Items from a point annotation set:
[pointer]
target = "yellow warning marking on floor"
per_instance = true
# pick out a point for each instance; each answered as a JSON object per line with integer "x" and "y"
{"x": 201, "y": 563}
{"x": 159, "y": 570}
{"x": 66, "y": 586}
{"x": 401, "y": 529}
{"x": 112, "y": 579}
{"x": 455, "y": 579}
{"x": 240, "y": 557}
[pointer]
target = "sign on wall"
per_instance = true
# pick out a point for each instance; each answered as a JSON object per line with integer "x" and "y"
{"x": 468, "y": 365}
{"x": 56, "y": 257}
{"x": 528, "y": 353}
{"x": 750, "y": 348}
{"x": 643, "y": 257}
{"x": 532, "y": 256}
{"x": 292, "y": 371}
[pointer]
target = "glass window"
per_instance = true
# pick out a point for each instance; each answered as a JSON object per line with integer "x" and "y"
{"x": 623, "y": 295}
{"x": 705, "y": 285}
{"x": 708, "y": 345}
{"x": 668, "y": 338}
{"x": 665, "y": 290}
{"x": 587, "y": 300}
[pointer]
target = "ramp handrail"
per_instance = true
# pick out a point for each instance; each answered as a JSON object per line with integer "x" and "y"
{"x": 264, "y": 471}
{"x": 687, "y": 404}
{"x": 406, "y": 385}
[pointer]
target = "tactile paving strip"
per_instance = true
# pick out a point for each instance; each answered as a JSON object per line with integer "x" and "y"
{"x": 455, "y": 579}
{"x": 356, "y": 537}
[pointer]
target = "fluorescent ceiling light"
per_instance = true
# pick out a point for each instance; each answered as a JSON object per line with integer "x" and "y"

• _SET PROBLEM_:
Could you give all the lines of the items above as a JSON list of strings, one string per line, leaving out blank lines?

• _THE ANSWER_:
[
  "[pointer]",
  "target = \"yellow warning marking on floor\"",
  "per_instance = true",
  "# pick out a point for each instance; each answered as a JSON object per line with integer \"x\" and \"y\"",
  "{\"x\": 201, \"y\": 563}",
  "{\"x\": 159, \"y\": 570}",
  "{\"x\": 66, \"y\": 586}",
  "{\"x\": 401, \"y\": 529}",
  "{\"x\": 112, \"y\": 579}",
  "{\"x\": 455, \"y\": 579}",
  "{\"x\": 240, \"y\": 557}",
  "[pointer]",
  "target = \"sign on wall\"",
  "per_instance = true",
  "# pick out a point for each instance; each answered as a JSON object per line with integer \"x\" and \"y\"",
  "{\"x\": 468, \"y\": 365}",
  "{\"x\": 56, \"y\": 257}",
  "{\"x\": 528, \"y\": 353}",
  "{\"x\": 750, \"y\": 348}",
  "{\"x\": 643, \"y\": 257}",
  "{\"x\": 532, \"y\": 256}",
  "{\"x\": 292, \"y\": 371}",
  "[pointer]",
  "target = \"glass window\"",
  "per_instance = true",
  "# pick out a point for each instance; each answered as a JSON object per line with integer \"x\" and \"y\"",
  "{\"x\": 623, \"y\": 295}",
  "{\"x\": 705, \"y\": 285}",
  "{\"x\": 708, \"y\": 345}",
  "{\"x\": 668, \"y\": 338}",
  "{\"x\": 665, \"y\": 290}",
  "{\"x\": 587, \"y\": 300}",
  "[pointer]",
  "target = \"ramp handrail\"",
  "per_instance = true",
  "# pick out a point for each instance; each answered as a JSON object per line with integer \"x\" and \"y\"",
  "{\"x\": 264, \"y\": 471}",
  "{\"x\": 687, \"y\": 404}",
  "{\"x\": 406, \"y\": 385}",
  "[pointer]",
  "target = \"tactile paving strip\"",
  "per_instance = true",
  "# pick out a point for each instance; each answered as a JSON object per line with integer \"x\" and \"y\"",
  "{\"x\": 455, \"y\": 579}",
  "{\"x\": 356, \"y\": 537}",
  "[pointer]",
  "target = \"fluorescent ceiling light\"",
  "per_instance = true",
  "# pick out a point for each instance; each answered as a JSON object per line with integer \"x\" and \"y\""
]